= PAGE TEXT =
· · · · · · ·
So, I bought one of those inexpensive miniature digital scales...

10seventy9

Active Member
The other day I was asking about a cart to make my turntable sound more open/bright, some of you might remember that.... well, I got the little scale in the mail today. I first off found out that either I didn't zero out my balance quite right when I first set up my table, or the numbers on my arm are off a little, but I was about 1/4 gram off of what the numbers actually said.

So, now that I know what my stylus actually weighs, I experimented a bit. I set it at 3 grams (Pioneer PL41 recommended to track at 2-3g) and had a listen to Supertramp's The Logical Song. Sounds "ok" but not what I remember this table sounding like when I was a kid/teenager. So, I back off 1/4 gram at a time until I hit 2 grams, and it's like the thing opened up and I have a completely different cartridge/stylus on it, HUGE, HUGE difference. Bigger, more open top and I think the bass sounds punchier, too. I am using a Shure/Radio Shack R47ED cart that I put an EVG/JICO N75EC stylus on at the recommendation of some folks here, so it's not a crap cart/stylus combo, but not exactly an exotic one either...


Long story short/TLDR... if you don't have one, buy yourself a small scale, it will make you very glad you did in short order. If anyone wants to know what scale I bought, feel free to PM me and I'll send you a link to it or I could post a link here, but I think that's not allowed if I remember right. I bought it off the auction site....
 
I agree. I have two that I use for my coin hobby. These things are not that expensive, so it's really worth dropping a few dollars just to check and make accurate adjustments.
 
Yeah, I didn't buy the one that's advertised as being for a turntable, I just bought a simple 8 dollar one, but it works great.

It's interesting how a cartridge/stylus sounds different at different tracking weights.
 
Just got one from that site for 6 bucks. Anxious to see how accurate these old tables still are.
 
The tracking weight isn't determined by the turntable, it's determined by the cartridge/stylus combination. I agree, cheapie digital scales are great and mine is dead accurate when checked with lab calibration weights.
 
The tracking weight isn't determined by the turntable, it's determined by the cartridge/stylus combination. I agree, cheapie digital scales are great and mine is dead accurate when checked with lab calibration weights.

Yeah, you're right. What I should have said was how accurate my cart/stylus are in relation to the weights. Good call.
 
Now now, you've should've plopped out the additional $50 for an audiophile grade scale. You've never get the blacker backgrounds and the veil lifting with a sub $10 item. :)

I've got two of them. One I bought on amazon for about $10 and one was included with my VPI Scout 1.1.

I do like the one that I got with the VPI better. The weighing surface is closer to where the record height would be, which will give you a more accurate reading.
· · · · · · ·
= REQUIREMENT 1 =
In the digital scale thread, what tracking weight did the original poster reach when the sound opened up?
= REQUIREMENT 2 =
Copy out the stretch of the listing from the line containing "Spot the small" through the line containing "Query: small stone", both included.
· · · · · · ·
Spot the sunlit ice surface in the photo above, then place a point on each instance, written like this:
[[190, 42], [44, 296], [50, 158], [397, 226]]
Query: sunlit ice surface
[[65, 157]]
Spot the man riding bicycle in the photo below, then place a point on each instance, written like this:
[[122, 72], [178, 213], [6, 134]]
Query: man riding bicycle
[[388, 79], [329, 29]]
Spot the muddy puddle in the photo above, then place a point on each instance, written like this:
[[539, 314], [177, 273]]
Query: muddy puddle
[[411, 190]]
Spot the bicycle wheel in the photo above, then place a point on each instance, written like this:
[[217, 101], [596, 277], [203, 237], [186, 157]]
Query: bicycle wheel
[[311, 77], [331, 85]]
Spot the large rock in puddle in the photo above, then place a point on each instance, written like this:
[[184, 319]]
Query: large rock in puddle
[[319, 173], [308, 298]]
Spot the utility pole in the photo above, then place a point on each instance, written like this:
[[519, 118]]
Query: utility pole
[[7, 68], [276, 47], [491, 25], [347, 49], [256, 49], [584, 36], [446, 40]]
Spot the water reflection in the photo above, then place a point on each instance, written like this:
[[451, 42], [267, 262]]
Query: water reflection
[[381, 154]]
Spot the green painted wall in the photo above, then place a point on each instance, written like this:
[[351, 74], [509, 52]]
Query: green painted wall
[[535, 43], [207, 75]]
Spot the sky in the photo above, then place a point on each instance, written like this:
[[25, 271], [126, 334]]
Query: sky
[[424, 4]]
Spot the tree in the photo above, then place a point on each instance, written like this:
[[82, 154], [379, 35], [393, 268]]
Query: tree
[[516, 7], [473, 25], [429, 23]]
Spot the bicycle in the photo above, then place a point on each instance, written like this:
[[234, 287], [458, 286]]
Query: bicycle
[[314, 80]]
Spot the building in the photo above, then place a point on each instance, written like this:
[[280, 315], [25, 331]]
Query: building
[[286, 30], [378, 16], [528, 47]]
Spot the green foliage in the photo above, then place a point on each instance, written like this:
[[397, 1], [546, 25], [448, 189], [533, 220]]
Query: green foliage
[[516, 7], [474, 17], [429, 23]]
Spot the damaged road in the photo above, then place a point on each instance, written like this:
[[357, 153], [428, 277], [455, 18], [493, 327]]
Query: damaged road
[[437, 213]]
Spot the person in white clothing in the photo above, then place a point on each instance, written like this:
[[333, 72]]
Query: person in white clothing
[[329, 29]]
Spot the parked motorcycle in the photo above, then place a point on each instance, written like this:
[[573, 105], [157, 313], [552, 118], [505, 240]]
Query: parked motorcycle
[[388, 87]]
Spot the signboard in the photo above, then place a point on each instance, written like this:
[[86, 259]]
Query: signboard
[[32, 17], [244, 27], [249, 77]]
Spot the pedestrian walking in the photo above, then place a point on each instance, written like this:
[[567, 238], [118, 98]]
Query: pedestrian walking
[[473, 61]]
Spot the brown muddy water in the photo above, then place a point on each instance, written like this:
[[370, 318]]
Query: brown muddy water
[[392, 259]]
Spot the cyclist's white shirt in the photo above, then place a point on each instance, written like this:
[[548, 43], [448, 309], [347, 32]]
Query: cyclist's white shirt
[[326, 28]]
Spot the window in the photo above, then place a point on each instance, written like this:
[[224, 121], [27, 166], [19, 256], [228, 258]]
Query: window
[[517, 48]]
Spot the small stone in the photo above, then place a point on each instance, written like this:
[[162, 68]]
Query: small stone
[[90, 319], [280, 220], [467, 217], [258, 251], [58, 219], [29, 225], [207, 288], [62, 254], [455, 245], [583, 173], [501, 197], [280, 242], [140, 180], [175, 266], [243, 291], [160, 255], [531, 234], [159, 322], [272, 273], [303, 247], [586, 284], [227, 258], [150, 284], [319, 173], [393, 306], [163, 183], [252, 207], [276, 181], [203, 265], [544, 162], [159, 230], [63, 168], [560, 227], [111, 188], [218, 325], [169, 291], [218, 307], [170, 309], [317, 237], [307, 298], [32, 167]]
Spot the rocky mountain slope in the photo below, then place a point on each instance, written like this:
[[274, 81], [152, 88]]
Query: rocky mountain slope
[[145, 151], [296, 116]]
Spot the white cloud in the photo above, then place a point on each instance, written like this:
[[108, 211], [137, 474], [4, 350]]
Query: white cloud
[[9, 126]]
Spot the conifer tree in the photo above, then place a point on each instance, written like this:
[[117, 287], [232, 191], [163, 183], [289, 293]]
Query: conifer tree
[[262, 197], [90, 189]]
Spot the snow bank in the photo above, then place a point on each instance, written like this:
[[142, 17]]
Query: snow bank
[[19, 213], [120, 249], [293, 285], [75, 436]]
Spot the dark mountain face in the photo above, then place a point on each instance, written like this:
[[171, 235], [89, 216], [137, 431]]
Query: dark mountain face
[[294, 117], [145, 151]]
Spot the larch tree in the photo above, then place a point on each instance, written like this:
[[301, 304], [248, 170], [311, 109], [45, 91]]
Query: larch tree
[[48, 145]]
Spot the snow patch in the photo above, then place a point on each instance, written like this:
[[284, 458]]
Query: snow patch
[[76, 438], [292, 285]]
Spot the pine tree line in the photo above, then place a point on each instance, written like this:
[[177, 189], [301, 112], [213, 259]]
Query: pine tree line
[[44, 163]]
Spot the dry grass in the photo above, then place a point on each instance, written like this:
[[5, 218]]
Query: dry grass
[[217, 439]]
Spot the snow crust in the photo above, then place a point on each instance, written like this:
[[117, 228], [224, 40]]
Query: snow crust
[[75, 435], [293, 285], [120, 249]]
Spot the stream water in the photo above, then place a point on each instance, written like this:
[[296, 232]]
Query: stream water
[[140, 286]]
· · · · · · ·
= EXERCISE RESULT 1 =
2 grams.

= EXERCISE RESULT 2 =
Spot the small stone in the photo above, then place a point on each instance, written like this:
[[162, 68]]
Query: small stone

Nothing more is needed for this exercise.